*TASK INSTRUCTIONS*
Take the article below on Amnesty International and prostitution further, starting right after its final sentence.

*EXTRACT TO READ*
Do men have the right to buy women for sex?
Men have a right to prostitutes? Really?
The male orgasm is unimaginably trivial in comparison to the human rights devastation that prostitution inflicts on whole swathes of the globe’s female population, writes Caroline Norma.
Amnesty International ran a Stop Violence Against Women campaign between 2004 and 2010 to hold governments to account “for their failure to protect women” and urge them “to live up to their duty to stop this violence”.
The organisation during this time lobbied hard for governments around the world to take a strong stand on issues like domestic violence, child marriage, reproductive rights, sexual violence in war, and the history of the Japanese military ‘comfort women’.
During the same period, though, Amnesty’s international secretariat was lobbied internally by some of its own branches to take a stand on issues of ‘men’s rights’. In particular, some of its UK members wanted the organisation to stand up for men’s right to buy women for prostitution.

(Entries from a pointing dataset)
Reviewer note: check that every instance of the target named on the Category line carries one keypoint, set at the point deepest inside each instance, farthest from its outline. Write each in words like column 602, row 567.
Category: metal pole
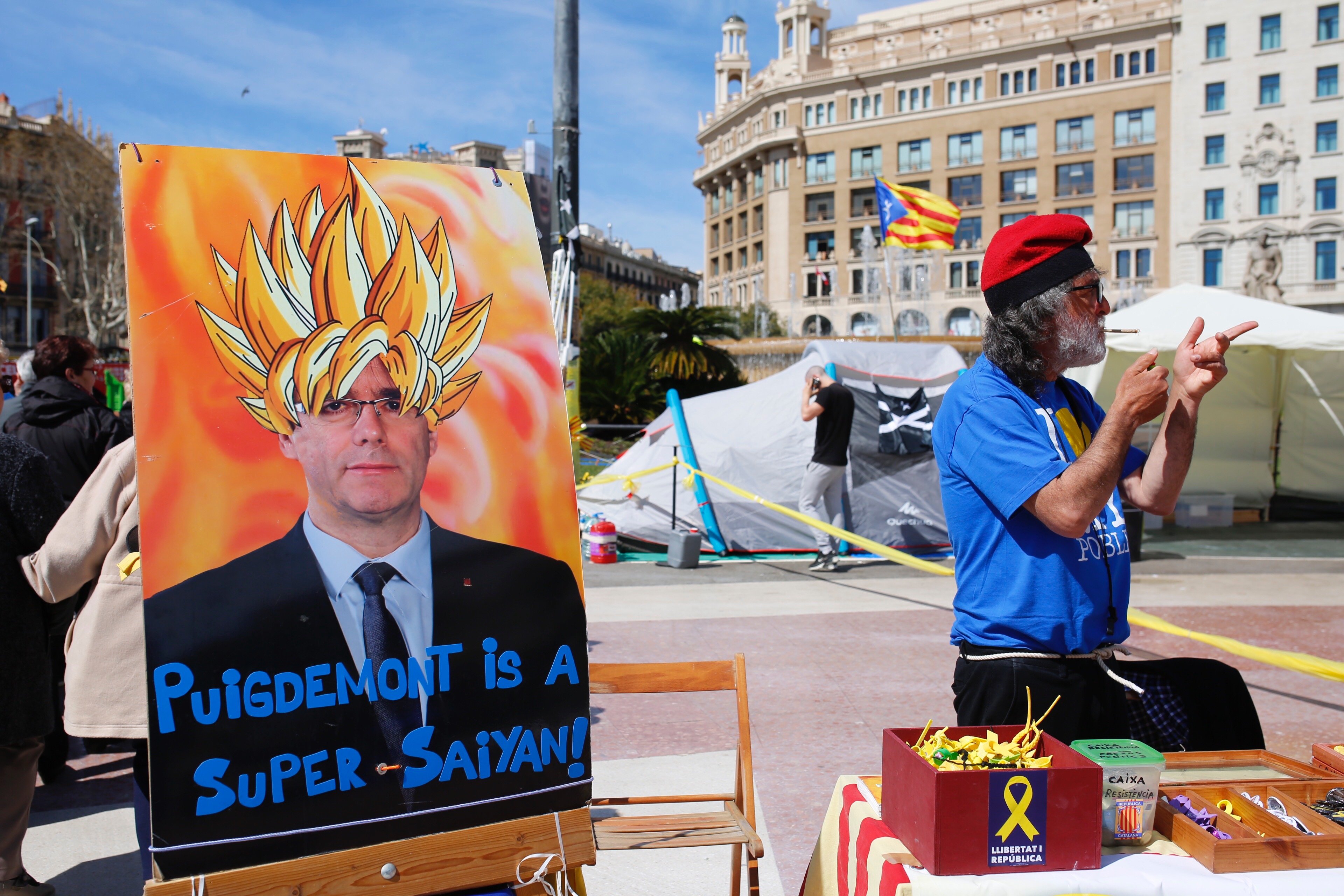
column 27, row 277
column 674, row 489
column 565, row 130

*FINAL RESULT*
News of this lobbying reached members only last year when the international secretariat released a series of ‘policy background’ documents intended to, it retrospectively explained, invite discussion among members globally on the issue of ‘prostitution and human rights’. Exactly whose human right to prostitution was at issue for the organisation was, however, made clear by the secretariat in its Decriminalization of Sex Work: Policy Background Document (2013):
Sexual desire and activity are a fundamental human need. To criminalize those who are unable or unwilling to fulfil that need through more traditionally recognized means and thus purchase sex, may amount to a violation of the right to privacy and undermine the rights to free expression and health.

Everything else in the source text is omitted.